_Text under study:_
Pakistan’s ISI sheltering al Qaeda chief Ayman al-Zawahiri in Karachi
Pakistan’s Inter-Services Intelligence agency has been sheltering al-Qaeda chief Ayman al-Zawahiri in the port city of Karachi after he survived a drone strike in a remote area near the Afghan border last year, according to a media report.
Egyptian-born Zawahiri, a trained surgeon, has been protected by the ISI since US forces evicted al-Qaeda from Afghanistan in late 2001, Newsweek quoted several authoritative sources as saying.
His “most likely location”, the sources said, is Karachi. “Like everything about his location, there’s no positive proof,” said Bruce Riedel, a 30-year CIA veteran who was the top adviser on South Asia and the Middle East for the past four US presidents.
“There are pretty good indications, including some of the material found in Abbottabad” (the Pakistani garrison town where Osama bin Laden was killed in 2011), “that point in that direction,” Riedel said.

(Stored data entries)
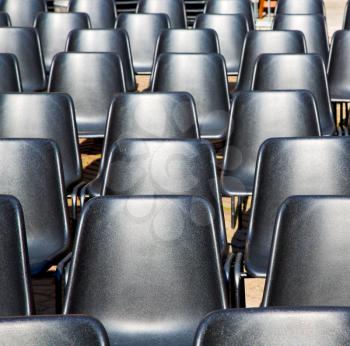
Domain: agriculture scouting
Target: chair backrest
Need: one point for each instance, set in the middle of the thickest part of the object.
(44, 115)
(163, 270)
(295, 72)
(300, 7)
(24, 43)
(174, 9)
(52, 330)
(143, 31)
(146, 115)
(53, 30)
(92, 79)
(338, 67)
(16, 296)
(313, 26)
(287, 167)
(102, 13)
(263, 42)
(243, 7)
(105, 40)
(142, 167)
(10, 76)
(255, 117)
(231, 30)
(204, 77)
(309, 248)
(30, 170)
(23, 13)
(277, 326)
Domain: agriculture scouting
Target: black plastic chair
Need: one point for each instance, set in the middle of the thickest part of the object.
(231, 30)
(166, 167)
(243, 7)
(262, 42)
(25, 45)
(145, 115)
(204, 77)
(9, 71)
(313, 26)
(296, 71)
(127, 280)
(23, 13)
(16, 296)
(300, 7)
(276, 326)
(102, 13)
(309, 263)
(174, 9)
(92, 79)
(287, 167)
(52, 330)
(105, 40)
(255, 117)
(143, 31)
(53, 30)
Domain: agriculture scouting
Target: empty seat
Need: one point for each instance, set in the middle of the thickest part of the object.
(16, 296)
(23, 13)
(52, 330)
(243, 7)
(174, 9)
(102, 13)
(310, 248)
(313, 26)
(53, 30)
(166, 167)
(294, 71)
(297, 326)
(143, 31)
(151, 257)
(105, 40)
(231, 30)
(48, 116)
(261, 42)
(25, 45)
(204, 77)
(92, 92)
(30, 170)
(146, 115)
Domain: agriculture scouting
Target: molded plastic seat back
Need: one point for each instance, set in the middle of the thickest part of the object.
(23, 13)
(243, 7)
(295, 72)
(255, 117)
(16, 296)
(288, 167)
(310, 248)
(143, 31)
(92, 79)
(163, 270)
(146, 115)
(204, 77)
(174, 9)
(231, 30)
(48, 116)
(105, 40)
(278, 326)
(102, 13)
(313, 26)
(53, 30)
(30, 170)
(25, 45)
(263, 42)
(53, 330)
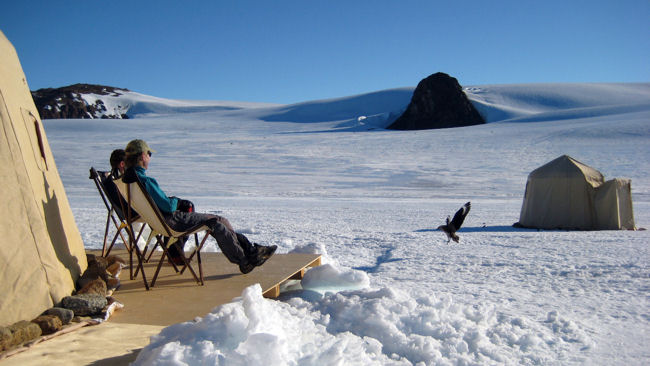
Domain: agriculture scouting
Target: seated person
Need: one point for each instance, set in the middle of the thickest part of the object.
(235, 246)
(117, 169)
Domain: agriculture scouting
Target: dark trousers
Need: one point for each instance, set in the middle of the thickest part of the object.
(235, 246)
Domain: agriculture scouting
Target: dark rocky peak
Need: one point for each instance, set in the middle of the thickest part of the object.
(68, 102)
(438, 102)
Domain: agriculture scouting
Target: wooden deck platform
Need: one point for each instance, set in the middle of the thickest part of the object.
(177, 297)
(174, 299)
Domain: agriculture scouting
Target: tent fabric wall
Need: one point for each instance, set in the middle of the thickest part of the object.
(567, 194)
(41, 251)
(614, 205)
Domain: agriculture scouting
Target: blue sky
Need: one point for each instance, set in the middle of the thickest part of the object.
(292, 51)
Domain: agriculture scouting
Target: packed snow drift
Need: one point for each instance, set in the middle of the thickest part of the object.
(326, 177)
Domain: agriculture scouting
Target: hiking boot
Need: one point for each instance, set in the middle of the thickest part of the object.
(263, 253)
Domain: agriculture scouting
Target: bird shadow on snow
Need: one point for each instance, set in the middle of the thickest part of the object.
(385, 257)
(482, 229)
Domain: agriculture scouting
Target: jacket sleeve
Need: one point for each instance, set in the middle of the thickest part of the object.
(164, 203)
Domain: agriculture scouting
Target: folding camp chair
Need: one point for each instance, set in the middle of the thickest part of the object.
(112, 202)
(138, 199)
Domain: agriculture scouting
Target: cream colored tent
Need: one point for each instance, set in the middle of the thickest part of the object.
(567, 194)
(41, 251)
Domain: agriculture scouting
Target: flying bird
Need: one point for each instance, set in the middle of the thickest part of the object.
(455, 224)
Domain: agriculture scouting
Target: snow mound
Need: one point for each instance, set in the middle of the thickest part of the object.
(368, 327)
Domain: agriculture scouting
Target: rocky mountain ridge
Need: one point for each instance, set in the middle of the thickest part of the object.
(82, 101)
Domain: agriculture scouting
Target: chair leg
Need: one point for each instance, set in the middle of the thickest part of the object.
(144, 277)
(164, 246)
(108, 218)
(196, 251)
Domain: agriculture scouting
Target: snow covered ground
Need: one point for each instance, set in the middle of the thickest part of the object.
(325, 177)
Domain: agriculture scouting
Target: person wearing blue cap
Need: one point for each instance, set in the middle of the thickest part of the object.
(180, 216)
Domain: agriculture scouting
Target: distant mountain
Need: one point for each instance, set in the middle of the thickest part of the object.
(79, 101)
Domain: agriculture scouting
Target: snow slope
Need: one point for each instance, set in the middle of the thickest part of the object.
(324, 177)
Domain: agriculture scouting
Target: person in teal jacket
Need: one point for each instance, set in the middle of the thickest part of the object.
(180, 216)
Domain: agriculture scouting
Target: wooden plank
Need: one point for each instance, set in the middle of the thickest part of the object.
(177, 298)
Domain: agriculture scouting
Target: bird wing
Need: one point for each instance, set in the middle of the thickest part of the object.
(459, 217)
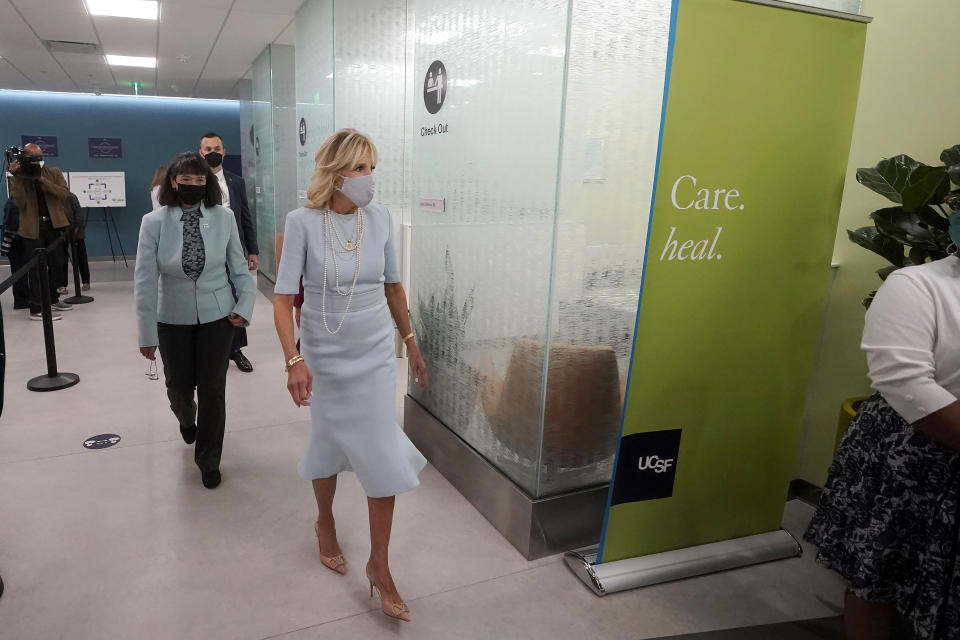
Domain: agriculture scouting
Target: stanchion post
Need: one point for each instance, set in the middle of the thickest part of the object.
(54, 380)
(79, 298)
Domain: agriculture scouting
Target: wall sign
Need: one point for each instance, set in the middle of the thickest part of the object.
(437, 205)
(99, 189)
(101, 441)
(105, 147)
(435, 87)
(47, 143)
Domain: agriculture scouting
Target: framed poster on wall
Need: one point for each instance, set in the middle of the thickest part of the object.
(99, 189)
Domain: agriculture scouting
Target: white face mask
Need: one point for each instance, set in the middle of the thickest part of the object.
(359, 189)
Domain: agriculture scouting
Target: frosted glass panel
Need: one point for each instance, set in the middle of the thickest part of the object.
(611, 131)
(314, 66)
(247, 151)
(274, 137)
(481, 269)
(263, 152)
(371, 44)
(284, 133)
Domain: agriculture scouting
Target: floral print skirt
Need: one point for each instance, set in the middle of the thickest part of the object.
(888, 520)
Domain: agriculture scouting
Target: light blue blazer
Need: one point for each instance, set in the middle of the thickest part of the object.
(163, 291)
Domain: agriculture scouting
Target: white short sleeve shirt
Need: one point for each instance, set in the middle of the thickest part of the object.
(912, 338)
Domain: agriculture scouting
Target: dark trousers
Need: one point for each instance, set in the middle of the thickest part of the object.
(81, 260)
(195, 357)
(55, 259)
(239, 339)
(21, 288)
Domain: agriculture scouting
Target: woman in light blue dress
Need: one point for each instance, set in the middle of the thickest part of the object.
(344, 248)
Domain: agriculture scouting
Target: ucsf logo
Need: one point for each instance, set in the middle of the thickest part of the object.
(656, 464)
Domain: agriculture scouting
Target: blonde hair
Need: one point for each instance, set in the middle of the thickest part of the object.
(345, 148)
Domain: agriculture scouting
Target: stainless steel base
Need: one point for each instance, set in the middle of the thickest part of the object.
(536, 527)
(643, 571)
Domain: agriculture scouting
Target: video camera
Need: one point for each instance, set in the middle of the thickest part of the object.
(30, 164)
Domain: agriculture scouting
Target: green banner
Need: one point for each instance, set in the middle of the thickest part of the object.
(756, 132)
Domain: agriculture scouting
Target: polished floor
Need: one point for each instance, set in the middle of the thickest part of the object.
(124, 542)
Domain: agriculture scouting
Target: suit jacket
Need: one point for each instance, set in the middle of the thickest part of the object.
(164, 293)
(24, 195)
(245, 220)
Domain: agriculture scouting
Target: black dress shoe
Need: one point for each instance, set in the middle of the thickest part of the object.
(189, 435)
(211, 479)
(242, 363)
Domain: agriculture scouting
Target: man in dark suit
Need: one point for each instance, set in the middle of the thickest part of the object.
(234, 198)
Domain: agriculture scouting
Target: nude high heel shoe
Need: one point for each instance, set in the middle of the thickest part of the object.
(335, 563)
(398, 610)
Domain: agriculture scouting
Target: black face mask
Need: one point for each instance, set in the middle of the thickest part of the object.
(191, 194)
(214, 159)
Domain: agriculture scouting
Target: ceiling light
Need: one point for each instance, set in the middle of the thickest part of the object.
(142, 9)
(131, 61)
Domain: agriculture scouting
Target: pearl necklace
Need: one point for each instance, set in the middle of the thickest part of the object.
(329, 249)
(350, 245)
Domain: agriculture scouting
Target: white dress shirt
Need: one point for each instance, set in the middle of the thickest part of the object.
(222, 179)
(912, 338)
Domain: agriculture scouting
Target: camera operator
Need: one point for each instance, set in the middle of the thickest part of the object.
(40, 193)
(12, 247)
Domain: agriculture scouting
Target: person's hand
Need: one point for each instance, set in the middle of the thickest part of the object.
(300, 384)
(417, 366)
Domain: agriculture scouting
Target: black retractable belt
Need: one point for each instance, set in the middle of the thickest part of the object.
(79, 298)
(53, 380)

...

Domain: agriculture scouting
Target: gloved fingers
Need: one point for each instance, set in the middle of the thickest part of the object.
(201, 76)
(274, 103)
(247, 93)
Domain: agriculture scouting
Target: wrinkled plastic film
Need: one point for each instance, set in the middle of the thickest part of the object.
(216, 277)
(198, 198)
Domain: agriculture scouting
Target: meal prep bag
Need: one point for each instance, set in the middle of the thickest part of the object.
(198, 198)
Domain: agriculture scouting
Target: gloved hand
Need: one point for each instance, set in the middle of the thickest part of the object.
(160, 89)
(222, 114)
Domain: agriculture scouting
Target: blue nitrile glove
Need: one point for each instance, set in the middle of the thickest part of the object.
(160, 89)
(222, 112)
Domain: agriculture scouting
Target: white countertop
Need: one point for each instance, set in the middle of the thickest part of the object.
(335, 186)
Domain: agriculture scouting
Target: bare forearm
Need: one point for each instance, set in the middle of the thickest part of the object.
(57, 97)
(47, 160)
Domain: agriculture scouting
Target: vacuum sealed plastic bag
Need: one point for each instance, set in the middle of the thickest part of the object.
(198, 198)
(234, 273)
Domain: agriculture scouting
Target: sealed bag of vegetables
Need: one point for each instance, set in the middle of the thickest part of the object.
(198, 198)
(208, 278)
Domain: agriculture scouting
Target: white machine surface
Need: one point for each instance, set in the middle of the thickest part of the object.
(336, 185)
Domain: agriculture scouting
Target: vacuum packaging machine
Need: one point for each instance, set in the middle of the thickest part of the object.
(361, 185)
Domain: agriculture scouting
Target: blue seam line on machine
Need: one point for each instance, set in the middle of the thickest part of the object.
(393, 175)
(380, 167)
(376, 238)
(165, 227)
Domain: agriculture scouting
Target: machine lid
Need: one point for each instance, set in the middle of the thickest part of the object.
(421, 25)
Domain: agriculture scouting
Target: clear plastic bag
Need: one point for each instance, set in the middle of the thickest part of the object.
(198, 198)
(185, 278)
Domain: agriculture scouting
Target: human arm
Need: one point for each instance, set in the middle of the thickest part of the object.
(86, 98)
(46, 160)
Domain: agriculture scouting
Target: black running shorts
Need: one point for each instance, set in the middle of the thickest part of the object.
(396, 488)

---

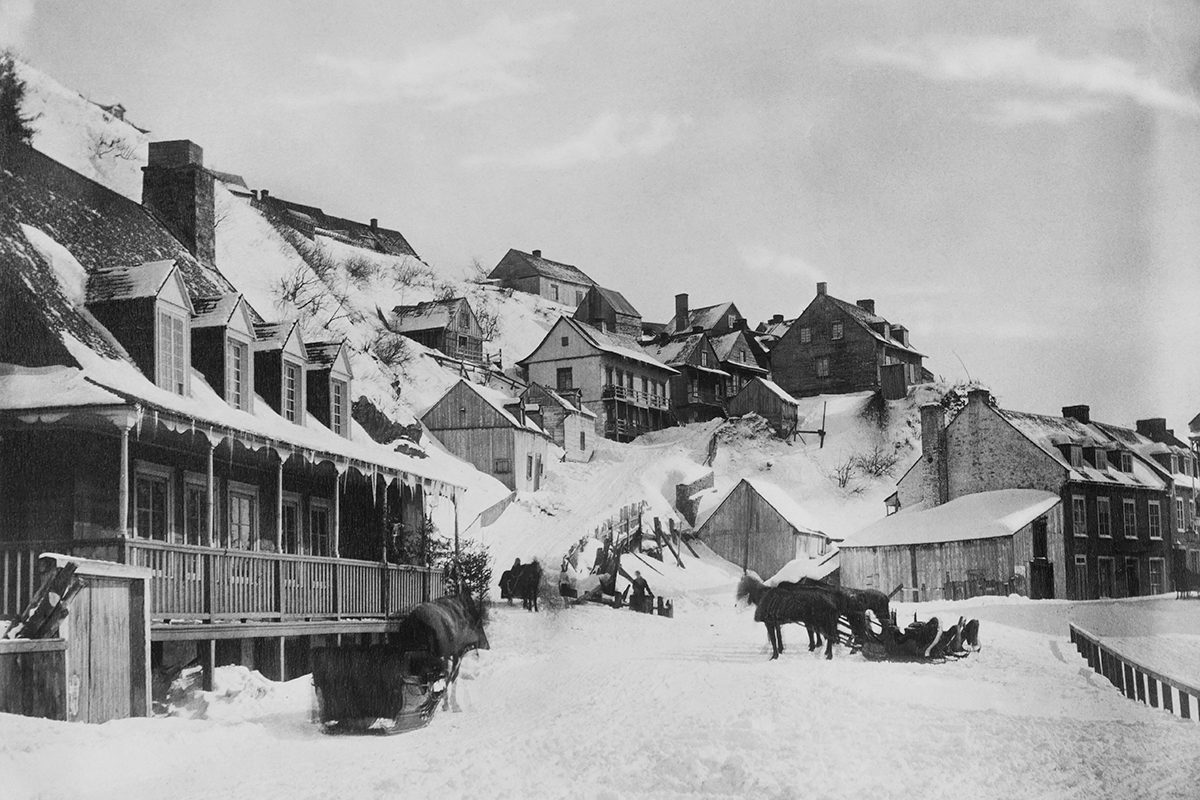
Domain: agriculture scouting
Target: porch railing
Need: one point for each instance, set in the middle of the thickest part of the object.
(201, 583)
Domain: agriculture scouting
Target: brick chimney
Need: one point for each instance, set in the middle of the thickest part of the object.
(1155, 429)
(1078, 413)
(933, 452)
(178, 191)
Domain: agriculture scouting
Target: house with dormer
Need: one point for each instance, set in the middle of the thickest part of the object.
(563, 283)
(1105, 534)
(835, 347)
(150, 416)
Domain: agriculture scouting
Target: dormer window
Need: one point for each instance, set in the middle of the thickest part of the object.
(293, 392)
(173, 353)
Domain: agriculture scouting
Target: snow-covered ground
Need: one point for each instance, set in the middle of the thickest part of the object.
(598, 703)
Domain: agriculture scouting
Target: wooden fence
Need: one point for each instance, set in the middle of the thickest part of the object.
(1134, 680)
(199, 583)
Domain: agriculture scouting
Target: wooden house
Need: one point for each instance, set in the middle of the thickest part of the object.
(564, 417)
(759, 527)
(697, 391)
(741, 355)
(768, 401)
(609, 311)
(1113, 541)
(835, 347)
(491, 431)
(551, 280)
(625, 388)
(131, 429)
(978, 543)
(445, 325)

_What you will do:_ Copy out the text on Pakistan's ISI sheltering Ayman al-Zawahiri, word for word from start to finish.

_Exercise result:_
Pakistan’s ISI sheltering al Qaeda chief Ayman al-Zawahiri in Karachi
Pakistan’s Inter-Services Intelligence agency has been sheltering al-Qaeda chief Ayman al-Zawahiri in the port city of Karachi after he survived a drone strike in a remote area near the Afghan border last year, according to a media report.
Egyptian-born Zawahiri, a trained surgeon, has been protected by the ISI since US forces evicted al-Qaeda from Afghanistan in late 2001, Newsweek quoted several authoritative sources as saying.
His “most likely location”, the sources said, is Karachi. “Like everything about his location, there’s no positive proof,” said Bruce Riedel, a 30-year CIA veteran who was the top adviser on South Asia and the Middle East for the past four US presidents.
“There are pretty good indications, including some of the material found in Abbottabad” (the Pakistani garrison town where Osama bin Laden was killed in 2011), “that point in that direction,” Riedel said.